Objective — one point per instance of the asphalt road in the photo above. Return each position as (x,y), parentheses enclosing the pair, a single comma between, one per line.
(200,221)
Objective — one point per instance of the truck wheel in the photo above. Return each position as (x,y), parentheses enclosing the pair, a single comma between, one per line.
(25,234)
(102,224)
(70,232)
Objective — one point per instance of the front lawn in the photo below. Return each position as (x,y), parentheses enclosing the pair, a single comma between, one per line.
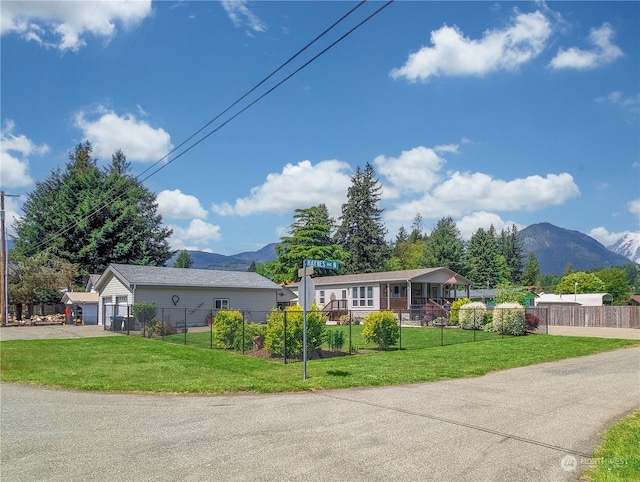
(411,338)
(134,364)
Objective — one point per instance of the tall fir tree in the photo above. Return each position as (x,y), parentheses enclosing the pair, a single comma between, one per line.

--*--

**WHAT THE TASK REQUIRES**
Leave the pictures out and write out every entry exactly as given.

**CORRECT RESPONSE**
Objective — one point per instance of the asphalt road in the photo above. Return each position as (x,y), parentheses enclosing the pair, a single comma between, one per line.
(200,221)
Objective — one point per instance of the truck wheel in the photo above. Return each position as (x,y), parentheses enclosing the pair, a single comma between, one per line.
(25,234)
(102,224)
(70,232)
Objective — one point per instance of the front lawn in the photo below. Return each position as (x,y), parentheses enclosing the pair, a single comma between, one per line.
(411,338)
(134,364)
Objective — one point per instance of the tall fir tree in the photo above. Return each position as (x,y), parentheses enclosing the pair, a single comma between, one per line.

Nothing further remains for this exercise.